┌─ Materials provided
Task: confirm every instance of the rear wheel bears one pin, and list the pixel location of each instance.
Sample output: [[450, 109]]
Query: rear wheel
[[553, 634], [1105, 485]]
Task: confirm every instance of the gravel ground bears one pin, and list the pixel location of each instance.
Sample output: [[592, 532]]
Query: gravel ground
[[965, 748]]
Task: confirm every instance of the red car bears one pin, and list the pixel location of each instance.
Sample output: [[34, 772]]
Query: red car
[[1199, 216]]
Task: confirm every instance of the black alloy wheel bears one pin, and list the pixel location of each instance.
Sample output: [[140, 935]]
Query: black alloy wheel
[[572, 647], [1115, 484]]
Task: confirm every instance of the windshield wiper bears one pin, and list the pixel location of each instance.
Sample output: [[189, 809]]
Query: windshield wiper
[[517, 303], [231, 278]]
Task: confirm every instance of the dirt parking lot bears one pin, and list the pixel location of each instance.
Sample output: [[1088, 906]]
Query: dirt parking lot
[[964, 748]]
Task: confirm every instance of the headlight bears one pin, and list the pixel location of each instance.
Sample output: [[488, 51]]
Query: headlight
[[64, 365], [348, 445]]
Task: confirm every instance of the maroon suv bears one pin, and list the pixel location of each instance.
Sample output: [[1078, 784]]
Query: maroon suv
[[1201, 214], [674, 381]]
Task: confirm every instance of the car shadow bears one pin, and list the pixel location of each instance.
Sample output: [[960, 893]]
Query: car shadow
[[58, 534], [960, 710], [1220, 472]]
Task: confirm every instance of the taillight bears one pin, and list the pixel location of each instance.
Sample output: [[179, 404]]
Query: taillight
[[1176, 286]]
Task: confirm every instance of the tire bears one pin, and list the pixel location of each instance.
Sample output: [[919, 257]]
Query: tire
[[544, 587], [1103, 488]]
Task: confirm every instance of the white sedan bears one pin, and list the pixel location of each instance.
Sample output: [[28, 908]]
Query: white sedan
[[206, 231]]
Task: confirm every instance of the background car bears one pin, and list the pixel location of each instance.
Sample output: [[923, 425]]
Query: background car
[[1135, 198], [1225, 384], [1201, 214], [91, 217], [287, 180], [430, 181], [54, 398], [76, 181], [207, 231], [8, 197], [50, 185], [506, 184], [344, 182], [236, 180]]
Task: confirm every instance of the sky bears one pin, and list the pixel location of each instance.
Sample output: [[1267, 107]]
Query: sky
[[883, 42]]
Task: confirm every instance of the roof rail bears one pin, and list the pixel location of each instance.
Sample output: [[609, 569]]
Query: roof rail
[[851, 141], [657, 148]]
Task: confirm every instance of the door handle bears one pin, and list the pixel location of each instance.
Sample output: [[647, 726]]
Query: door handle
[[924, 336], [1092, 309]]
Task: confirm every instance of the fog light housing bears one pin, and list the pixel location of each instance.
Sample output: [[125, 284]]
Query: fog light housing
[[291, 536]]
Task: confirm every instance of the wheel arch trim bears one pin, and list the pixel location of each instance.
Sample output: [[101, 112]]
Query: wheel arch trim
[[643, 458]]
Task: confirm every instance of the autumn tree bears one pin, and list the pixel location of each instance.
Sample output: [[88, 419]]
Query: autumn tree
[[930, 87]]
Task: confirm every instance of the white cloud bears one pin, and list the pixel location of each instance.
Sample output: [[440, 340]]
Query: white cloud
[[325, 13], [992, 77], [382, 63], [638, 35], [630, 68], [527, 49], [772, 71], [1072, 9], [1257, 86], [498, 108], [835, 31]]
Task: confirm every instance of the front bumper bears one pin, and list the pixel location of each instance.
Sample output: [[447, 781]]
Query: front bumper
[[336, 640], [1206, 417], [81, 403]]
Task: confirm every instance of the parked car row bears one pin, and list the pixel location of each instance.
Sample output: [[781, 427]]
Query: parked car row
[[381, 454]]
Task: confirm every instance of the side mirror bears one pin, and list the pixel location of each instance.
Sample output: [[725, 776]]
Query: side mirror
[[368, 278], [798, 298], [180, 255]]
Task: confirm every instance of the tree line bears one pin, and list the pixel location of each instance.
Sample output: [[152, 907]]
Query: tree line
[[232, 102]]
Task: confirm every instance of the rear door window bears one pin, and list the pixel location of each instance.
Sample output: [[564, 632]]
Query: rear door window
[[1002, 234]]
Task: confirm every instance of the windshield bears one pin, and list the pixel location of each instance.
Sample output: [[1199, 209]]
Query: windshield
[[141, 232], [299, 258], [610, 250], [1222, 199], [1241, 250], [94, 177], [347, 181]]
└─
Task brief — Retype the stretch of the listing from the line containing "Task: confirm every instance of the front" through the line containing "[[368, 278], [798, 298], [180, 255]]", keeping each line identical to the original.

Response for this exercise —
Task: confirm every instance of the front bumper bears one pin, and list the pixel location of each instance.
Sample output: [[447, 781]]
Query: front bumper
[[336, 640], [1206, 417], [81, 403]]
Task: confirm every instance of the parked car row bears one pin, and list the pixel location of each instance.
Sample output: [[781, 427]]
Query: parked car row
[[381, 454]]
Task: confirm every instance of the side mirror bears one pin, and list the pixel location of each instance.
Sample output: [[725, 776]]
Query: side mirror
[[368, 278], [798, 298], [180, 255]]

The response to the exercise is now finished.